During the Second World War, the Young Building was converted into a military hospital. In 1946, the building was returned to its original function as an educational institution shared between the Normal School and Victoria College, which were united in 1956.

In 1967, the Normal School and Victoria College moved to the site of the Gordon Head Campus of the University of Victoria and the Institute of Adult Studies was established by the Greater Victoria School Board. The Institute of Adult Studies was located in what is currently the Ewing Building, and was the first centre in Canada to offer daytime courses for adults wishing to upgrade to high school graduation.

Local interest in a community college grew, and on October 9, 1970, Victoria residents voted in favour of establishing a college. Plans for "Juan de Fuca" College were followed. The provincial government formally approved the college on October 27, 1970.

In 1971 the college councillors voted on a name change, and "Camosun" (pronounced Cam-Ō-sun) was chosen, as it had been an early name for Victoria. It is originally a Lekwungen (Songhees) name for an area of Victoria where different waters meet and are transformed. By September 1971, the final steps toward the realization of a college were taken when Camosun (Lansdowne campus) and the BC Vocational School (Interurban campus) merged to become B.C.'s ninth community college.

Throughout 2021, the college celebrated its 50th anniversary. A special anniversary logo drawing on the story of Camossung was commissioned from alumn and Indignenous artist Dylan Thomas.

The trade-mark with the words 'Camosun College' was filed with the Canadian Intellectual Property Office Canadian Trade-marks database on 2008-02-22.

Camosun College enrolled its first students in September 1971 when it opened as a two-year institution offering university transfer, vocational and upgrading courses to the residents of southern Vancouver Island.

Supplied information:
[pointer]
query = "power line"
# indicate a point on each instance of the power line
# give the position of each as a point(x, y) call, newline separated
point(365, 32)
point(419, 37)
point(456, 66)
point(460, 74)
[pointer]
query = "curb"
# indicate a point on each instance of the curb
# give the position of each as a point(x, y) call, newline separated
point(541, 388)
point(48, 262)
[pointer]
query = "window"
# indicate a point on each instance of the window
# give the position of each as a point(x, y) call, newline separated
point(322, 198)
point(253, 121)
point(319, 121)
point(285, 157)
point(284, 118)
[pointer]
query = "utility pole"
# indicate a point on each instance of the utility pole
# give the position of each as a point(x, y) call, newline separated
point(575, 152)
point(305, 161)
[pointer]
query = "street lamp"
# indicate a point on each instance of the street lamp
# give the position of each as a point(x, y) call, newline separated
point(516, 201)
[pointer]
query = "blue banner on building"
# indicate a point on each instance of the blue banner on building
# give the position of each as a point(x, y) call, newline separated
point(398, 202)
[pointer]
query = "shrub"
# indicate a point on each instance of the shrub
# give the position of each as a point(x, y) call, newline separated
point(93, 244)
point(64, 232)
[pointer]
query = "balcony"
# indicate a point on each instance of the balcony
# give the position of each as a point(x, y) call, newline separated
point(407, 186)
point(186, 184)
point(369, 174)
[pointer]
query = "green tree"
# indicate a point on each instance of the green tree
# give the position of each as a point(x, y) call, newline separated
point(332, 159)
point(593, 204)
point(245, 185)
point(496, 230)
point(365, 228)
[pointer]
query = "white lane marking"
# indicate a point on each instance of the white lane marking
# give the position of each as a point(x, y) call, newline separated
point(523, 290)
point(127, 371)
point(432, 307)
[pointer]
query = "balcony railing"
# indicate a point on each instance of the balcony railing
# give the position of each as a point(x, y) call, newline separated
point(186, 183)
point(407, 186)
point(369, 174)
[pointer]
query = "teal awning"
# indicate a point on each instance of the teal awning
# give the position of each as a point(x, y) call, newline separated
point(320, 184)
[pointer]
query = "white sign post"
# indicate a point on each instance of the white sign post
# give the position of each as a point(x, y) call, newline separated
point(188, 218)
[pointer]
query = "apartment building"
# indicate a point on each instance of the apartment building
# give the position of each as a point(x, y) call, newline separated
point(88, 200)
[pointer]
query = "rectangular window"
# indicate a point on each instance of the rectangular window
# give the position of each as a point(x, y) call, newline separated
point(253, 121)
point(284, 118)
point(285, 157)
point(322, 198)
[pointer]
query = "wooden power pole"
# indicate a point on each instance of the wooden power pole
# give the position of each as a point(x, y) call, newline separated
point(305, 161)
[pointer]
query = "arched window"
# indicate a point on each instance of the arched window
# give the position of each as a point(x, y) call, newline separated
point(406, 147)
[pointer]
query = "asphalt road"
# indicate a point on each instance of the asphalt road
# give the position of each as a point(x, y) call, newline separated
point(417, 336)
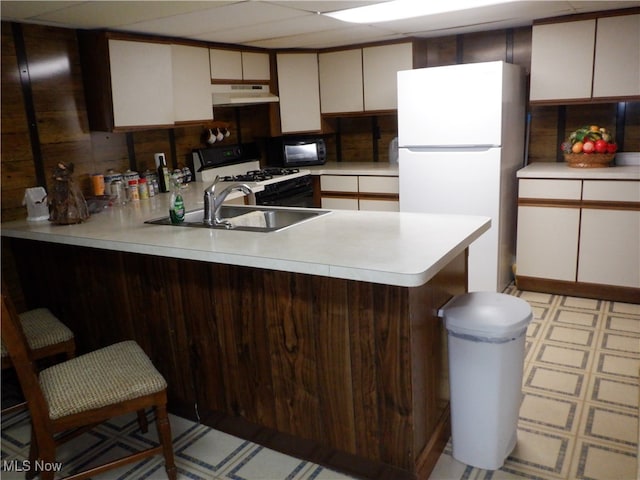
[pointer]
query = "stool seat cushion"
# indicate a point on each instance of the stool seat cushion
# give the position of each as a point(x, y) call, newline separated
point(42, 329)
point(103, 377)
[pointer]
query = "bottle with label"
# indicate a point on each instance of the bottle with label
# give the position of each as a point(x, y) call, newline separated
point(164, 180)
point(176, 203)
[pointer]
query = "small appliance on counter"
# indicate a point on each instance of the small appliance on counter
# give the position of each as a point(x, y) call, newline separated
point(281, 186)
point(296, 151)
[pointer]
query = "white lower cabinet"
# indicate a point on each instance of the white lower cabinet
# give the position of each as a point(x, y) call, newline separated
point(547, 244)
point(584, 232)
point(610, 247)
point(360, 192)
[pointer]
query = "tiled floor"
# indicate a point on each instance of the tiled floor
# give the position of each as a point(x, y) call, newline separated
point(578, 418)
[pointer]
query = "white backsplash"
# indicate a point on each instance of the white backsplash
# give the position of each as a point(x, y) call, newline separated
point(627, 158)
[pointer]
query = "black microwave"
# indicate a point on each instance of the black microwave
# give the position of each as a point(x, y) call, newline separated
point(296, 151)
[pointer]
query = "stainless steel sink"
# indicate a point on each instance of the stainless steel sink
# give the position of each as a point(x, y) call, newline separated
point(250, 218)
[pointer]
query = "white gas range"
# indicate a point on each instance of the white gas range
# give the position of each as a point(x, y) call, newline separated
point(238, 164)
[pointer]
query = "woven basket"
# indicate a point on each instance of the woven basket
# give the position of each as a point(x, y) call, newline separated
point(589, 160)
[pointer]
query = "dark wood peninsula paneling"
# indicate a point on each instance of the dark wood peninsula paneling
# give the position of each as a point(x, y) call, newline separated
point(352, 369)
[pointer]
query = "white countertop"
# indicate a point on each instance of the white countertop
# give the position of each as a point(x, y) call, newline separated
point(405, 249)
point(561, 170)
point(355, 168)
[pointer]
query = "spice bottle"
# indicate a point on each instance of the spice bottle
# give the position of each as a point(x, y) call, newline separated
point(164, 180)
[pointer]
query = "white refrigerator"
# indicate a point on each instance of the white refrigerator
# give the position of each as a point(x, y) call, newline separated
point(461, 132)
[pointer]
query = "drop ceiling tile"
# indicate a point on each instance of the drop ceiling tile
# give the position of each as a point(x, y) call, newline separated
point(237, 15)
point(306, 23)
point(101, 14)
point(330, 38)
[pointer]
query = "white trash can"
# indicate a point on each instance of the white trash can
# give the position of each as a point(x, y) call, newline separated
point(486, 333)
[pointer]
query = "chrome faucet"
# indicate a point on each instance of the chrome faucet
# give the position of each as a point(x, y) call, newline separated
point(213, 202)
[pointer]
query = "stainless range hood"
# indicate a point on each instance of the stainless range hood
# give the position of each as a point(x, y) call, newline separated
point(241, 94)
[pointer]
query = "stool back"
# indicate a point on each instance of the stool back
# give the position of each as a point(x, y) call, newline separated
point(16, 344)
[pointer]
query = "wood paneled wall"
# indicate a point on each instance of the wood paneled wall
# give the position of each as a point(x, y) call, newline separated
point(44, 117)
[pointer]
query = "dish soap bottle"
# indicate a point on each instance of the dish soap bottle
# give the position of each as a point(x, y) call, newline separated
point(176, 203)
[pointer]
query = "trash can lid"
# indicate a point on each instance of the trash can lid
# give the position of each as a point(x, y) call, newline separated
point(487, 315)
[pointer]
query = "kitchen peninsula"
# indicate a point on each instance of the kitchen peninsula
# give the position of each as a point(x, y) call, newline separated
point(320, 340)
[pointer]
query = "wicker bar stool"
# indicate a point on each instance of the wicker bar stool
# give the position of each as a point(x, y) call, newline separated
point(47, 337)
point(72, 397)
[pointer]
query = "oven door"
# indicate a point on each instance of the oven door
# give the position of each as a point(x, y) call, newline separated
point(297, 192)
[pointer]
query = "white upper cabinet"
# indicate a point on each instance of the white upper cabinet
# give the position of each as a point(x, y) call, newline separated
point(299, 92)
point(141, 83)
point(617, 60)
point(255, 66)
point(562, 60)
point(380, 66)
point(362, 79)
point(225, 64)
point(341, 88)
point(585, 59)
point(191, 83)
point(236, 65)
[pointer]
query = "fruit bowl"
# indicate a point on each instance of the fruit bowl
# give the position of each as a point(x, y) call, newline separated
point(589, 160)
point(589, 147)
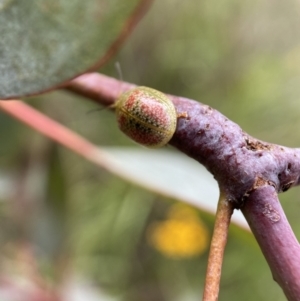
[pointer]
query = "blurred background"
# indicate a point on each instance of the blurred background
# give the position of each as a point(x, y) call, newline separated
point(72, 231)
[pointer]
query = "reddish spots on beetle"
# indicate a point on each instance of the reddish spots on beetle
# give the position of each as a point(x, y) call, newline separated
point(147, 116)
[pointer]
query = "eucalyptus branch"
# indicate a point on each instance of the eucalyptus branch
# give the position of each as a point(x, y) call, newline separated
point(217, 247)
point(247, 170)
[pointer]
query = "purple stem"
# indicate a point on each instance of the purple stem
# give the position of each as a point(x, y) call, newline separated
point(250, 172)
point(275, 238)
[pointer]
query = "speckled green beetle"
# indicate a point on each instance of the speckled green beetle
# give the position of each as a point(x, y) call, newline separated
point(147, 116)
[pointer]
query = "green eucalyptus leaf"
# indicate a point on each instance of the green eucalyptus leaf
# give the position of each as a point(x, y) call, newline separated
point(47, 42)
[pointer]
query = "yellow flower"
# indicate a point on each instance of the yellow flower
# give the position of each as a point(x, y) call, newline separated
point(181, 235)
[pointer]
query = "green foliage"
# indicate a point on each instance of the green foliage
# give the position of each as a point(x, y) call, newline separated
point(240, 57)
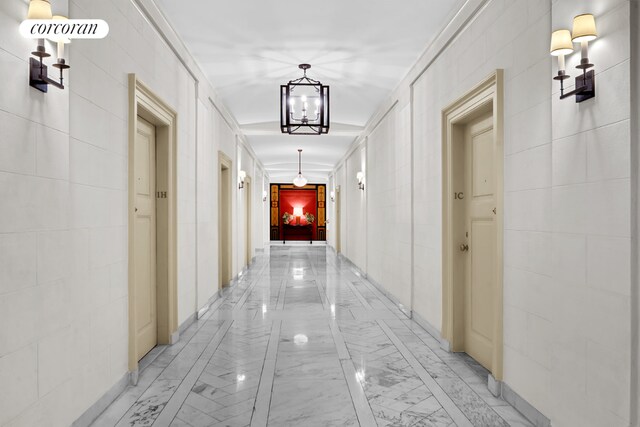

Questions to answer:
**1.** Answer these questions from the Camosun College history:
(a) What was the Young Building converted into during the Second World War?
(b) On what date did the provincial government formally approve the college?
(c) In which present-day building was the Institute of Adult Studies located?
**2.** Transcribe the part of the Camosun College history starting with "Local interest in" and going on through "ninth community college.".
**3.** Pick up the Camosun College history after its final sentence and continue it.
The entries are separate material from the Camosun College history.

Responses by item number:
**1.**
(a) A military hospital.
(b) October 27, 1970.
(c) The Ewing Building.

**2.**
Local interest in a community college grew, and on October 9, 1970, Victoria residents voted in favour of establishing a college. Plans for "Juan de Fuca" College were followed. The provincial government formally approved the college on October 27, 1970.

In 1971 the college councillors voted on a name change, and "Camosun" (pronounced Cam-Ō-sun) was chosen, as it had been an early name for Victoria. It is originally a Lekwungen (Songhees) name for an area of Victoria where different waters meet and are transformed. By September 1971, the final steps toward the realization of a college were taken when Camosun (Lansdowne campus) and the BC Vocational School (Interurban campus) merged to become B.C.'s ninth community college.

**3.**
In 2024-25, the college had around 1,400 employees and a budget of $174.1 million. Plans for the first-ever on-campus student housing on the Lansdowne campus were announced in June 2024.

==Campus==
===Lansdowne===
The Lansdowne campus is located in Saanich, on the corner of Lansdowne and Foul Bay Roads, overlooking the city of Victoria and the Olympic Mountains. Each semester, the Lansdowne campus hosts students enrolled in university transfer, college preparatory and access programs as well as career programs in arts, science, business, and dental hygiene and dental assistant programs.

The campus facilities are surrounded by tree-lined grounds. The Alan Batey Library, opened in 1991, is located prominently in the centre of the campus. The Dental Health Education Centre, opened in 1990, stands opposite the Library.

The Isabel Dawson building is the centre for most student services including information and registration, academic advising, financial aid, assessment, disability support services, international student services, counselling and the career resource centre. The Fisher building houses the campus bookstore and cafeteria, as well as classrooms, labs and offices for nursing, biology, physics, chemistry and other disciplines. The Paul Building and Richmond House also provide space for classrooms, labs and offices. The Child Care Centre looks after about 25 children on campus.

In the southeast corner of the campus the Dunlop House is a heritage building which houses the Hotel and Restaurant Management program's student-operated restaurant. In contrast to all the facilities on campus, the 1914 Young Building with its clock tower and Italian Renaissance architecture, sits on the south-west corner of the campus and is an historic city landmark.

Camosun College's music program and the Victoria Conservatory of Music have shared a building on the Lansdowne campus since 1991.

Most of the college's Health and Human Services programs moved from the Lansdowne campus to the Interurban campus in fall 2019 after the new Alex & Jo Campbell Centre for Health and Wellness opened.

In October 2022, the college celebrated the reopening of the newly renovated Wilna Thomas Building featuring new spaces for study, collaboration, events and Indigenous learning.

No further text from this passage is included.